■ Records for the exercise ■
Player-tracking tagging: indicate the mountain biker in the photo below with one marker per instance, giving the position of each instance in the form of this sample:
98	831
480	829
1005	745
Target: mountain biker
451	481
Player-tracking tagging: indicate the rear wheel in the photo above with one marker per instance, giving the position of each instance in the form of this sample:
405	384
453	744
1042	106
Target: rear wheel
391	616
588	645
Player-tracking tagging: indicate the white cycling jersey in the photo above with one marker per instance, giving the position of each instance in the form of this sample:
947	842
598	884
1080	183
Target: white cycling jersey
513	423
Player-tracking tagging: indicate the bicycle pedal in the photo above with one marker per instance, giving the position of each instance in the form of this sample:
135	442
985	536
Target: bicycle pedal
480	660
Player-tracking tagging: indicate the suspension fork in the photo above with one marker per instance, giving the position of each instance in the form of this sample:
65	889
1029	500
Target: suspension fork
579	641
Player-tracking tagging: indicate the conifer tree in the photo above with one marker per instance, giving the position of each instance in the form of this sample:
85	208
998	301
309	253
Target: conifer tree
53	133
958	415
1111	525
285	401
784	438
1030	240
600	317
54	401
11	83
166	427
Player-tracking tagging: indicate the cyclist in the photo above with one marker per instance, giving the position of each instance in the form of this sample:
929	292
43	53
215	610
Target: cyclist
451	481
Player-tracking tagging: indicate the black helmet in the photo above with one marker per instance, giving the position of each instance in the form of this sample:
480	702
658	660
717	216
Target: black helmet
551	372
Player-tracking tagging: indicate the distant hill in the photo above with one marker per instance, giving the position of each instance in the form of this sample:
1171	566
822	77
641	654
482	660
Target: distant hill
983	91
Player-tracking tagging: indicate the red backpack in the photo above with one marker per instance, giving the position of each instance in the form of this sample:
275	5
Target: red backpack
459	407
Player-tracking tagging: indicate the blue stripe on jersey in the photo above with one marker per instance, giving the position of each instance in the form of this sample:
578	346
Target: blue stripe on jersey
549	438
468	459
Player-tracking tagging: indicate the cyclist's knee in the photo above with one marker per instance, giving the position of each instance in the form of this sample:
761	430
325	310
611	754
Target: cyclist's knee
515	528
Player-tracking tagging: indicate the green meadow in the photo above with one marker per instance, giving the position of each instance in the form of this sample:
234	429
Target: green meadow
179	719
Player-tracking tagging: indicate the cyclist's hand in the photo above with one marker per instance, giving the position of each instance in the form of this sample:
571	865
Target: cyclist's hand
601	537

---

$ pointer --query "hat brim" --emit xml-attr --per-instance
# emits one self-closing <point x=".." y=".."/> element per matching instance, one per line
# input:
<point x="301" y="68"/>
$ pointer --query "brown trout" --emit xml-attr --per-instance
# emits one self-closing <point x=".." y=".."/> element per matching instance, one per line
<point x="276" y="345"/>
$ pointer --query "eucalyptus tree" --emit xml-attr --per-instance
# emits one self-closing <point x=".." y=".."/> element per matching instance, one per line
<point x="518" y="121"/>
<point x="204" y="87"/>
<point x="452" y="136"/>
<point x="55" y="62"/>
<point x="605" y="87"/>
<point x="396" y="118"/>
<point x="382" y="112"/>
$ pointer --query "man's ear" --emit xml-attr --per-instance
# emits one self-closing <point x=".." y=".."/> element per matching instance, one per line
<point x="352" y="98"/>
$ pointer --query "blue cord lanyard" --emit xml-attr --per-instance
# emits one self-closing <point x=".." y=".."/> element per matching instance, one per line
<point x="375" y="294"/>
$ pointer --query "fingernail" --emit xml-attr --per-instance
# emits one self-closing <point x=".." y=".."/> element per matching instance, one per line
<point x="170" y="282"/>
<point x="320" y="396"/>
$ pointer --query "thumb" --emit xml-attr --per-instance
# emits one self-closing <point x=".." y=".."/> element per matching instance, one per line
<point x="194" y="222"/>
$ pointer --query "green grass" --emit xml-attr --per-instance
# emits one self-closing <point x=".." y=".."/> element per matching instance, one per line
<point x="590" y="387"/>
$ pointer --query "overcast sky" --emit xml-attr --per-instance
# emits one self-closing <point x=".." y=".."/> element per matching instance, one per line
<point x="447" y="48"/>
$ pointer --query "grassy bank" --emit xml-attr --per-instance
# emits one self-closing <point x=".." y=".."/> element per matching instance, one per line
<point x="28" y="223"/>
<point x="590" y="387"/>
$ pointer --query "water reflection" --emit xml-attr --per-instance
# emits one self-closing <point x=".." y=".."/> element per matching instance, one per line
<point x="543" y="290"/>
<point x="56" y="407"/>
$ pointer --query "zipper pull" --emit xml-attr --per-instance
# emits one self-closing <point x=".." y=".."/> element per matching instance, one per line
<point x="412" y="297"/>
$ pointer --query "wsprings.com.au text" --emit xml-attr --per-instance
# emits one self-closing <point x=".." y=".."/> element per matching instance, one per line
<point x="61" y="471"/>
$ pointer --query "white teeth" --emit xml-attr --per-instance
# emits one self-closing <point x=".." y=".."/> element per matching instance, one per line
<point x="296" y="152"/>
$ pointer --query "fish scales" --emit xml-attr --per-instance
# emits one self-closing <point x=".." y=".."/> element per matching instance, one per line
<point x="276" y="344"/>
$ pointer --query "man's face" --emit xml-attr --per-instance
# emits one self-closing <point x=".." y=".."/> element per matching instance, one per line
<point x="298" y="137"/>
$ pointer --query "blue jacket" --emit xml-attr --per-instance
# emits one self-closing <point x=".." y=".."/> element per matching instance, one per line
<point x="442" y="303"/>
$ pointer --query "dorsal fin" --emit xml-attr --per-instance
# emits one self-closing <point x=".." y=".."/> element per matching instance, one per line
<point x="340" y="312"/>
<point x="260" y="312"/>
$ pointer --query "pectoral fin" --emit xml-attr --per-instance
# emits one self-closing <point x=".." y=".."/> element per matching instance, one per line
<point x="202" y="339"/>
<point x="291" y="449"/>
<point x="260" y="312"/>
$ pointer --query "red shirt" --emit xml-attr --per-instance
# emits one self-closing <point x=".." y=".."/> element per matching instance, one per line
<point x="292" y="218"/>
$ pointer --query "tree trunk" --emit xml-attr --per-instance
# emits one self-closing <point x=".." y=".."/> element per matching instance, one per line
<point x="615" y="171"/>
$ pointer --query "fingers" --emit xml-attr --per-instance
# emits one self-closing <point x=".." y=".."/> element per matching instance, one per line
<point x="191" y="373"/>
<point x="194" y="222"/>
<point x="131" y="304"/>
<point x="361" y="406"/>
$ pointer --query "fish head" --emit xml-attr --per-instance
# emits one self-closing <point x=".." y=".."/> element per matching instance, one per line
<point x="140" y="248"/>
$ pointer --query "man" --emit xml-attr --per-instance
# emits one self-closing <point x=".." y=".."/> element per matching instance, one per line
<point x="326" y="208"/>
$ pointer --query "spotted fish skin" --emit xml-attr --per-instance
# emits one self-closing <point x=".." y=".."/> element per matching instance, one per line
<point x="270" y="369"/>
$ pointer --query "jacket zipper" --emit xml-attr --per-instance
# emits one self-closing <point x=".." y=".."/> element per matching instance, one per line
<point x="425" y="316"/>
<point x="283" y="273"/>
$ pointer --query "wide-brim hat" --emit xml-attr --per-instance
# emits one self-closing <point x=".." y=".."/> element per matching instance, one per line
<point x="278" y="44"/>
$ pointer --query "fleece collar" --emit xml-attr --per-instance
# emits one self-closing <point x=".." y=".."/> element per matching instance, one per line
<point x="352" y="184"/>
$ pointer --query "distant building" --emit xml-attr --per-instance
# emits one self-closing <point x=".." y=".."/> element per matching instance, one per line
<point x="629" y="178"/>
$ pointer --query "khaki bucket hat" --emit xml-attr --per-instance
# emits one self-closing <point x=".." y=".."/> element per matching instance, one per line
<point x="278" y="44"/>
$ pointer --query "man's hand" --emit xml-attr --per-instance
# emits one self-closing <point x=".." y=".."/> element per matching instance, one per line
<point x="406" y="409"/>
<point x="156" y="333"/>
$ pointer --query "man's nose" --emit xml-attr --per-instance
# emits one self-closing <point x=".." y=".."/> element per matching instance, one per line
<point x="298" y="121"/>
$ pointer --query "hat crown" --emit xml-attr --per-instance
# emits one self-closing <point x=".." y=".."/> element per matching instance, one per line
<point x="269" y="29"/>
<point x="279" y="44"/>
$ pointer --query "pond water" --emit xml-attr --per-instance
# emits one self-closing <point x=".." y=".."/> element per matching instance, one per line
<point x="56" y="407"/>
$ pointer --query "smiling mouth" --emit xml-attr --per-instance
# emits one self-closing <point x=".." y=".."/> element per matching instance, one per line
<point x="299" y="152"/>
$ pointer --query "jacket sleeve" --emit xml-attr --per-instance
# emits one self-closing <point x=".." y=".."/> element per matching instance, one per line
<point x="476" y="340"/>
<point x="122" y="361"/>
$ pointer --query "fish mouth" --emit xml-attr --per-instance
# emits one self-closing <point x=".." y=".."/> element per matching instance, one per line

==

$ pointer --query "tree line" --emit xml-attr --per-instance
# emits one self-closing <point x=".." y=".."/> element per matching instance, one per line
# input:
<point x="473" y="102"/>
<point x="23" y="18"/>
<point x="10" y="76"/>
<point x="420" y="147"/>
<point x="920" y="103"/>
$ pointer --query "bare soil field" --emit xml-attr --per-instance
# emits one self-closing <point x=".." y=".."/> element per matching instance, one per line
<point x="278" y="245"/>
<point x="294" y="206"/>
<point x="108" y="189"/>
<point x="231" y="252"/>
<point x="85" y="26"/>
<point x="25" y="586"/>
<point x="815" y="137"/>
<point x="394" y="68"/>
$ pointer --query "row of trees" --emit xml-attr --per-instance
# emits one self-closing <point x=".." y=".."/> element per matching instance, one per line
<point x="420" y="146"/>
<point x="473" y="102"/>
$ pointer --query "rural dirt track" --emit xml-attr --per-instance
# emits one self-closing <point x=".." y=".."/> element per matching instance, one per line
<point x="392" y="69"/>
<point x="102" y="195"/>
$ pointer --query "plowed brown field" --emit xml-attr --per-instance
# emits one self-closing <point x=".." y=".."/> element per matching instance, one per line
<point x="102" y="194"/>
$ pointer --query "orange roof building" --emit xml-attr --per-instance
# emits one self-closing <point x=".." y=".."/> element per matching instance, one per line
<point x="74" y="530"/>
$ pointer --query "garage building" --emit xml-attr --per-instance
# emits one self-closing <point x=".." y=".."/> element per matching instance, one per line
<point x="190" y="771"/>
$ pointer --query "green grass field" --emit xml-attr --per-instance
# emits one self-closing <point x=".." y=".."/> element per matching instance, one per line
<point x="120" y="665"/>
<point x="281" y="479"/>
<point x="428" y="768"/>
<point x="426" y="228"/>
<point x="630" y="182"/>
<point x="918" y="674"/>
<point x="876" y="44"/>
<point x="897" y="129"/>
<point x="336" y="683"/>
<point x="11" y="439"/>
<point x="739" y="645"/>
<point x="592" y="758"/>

■ What the exercise asks ■
Please copy out each line of the data in which the word "brim" occurs.

■ Output of the task ■
$ pointer --query "hat brim" --emit xml-attr --per-instance
$ pointer --query "wide-brim hat" --emit xml-attr --per-instance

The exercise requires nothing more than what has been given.